(Saved entries)
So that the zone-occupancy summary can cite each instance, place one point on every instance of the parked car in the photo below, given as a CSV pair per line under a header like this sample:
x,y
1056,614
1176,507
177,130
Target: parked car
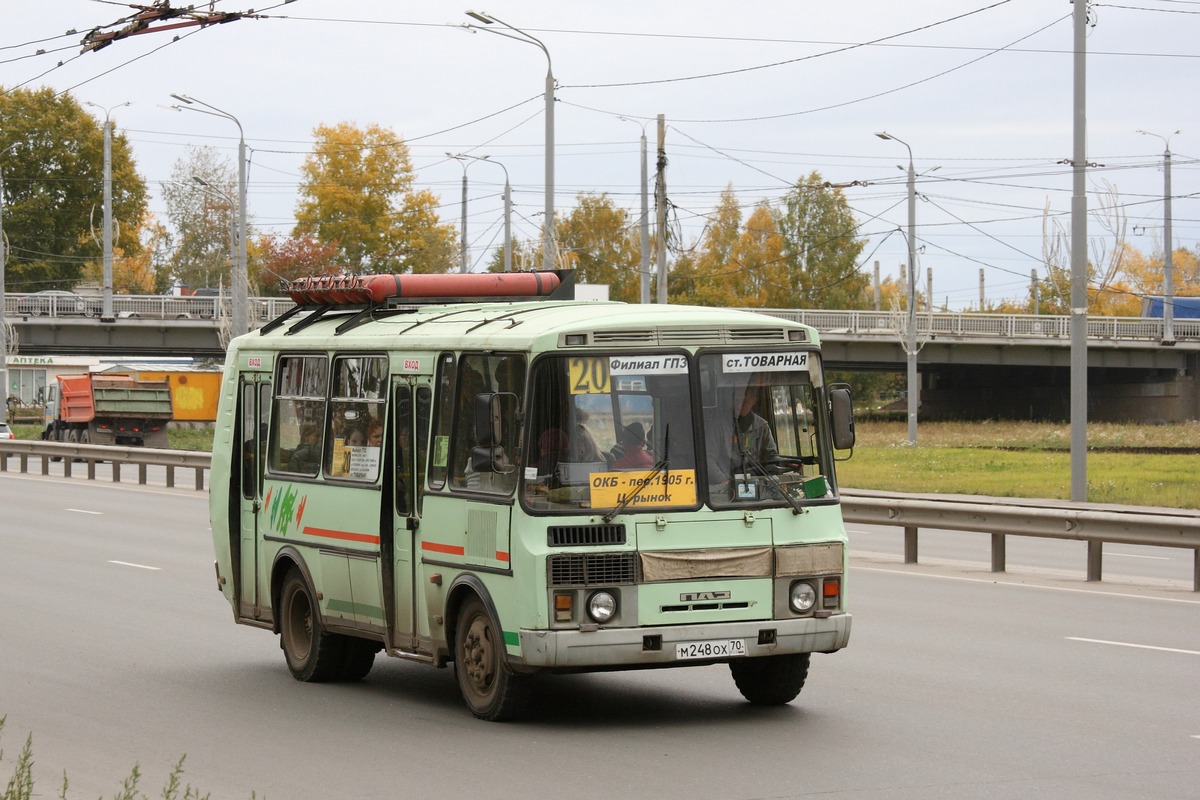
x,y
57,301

--

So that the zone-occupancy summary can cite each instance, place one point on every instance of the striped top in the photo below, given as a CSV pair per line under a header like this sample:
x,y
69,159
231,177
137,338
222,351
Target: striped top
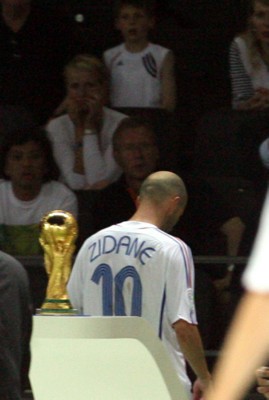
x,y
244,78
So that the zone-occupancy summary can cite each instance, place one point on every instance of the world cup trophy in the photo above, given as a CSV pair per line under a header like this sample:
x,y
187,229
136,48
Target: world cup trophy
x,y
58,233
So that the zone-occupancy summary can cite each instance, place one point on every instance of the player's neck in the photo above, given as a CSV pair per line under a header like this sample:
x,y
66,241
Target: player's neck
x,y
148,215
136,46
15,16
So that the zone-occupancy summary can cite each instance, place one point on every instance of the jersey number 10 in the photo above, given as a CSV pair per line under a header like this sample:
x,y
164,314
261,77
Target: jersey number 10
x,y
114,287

==

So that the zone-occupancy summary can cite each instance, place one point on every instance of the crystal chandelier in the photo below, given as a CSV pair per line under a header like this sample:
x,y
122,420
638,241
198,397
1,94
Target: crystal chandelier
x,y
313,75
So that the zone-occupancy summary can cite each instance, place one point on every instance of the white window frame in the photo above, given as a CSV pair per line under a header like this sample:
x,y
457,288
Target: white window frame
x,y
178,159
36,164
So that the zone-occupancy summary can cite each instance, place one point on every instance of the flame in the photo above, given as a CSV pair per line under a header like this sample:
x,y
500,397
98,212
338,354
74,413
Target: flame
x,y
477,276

◆ Work task
If a line in the records contains the string "above", copy it out.

◆ Response to this task
So that the zone-occupancy summary can cite each instance, place one point on every instance of the world cup trophy in the photo above, given as a CSV pair per line under a header like this sample:
So that the zone-occupancy summary can cite each instance, place one point on every instance of the player's neck in the photo above, given as a CSV pair per line under a header like this sample:
So that the zone-occupancy summary can cite each instance, place one point on every instance of the jersey number 10 in the photo above, given as a CSV pair per line under a header like this sample:
So that the zone-occupancy summary can cite each instance, place one point on every instance of the white window frame in the photo above, given as a CSV pair per line under a header like this sample:
So that the zone-occupancy summary can cite each instance, place one point on every instance of the flame in the photo above, given as a CSV pair per line under a header like this sample:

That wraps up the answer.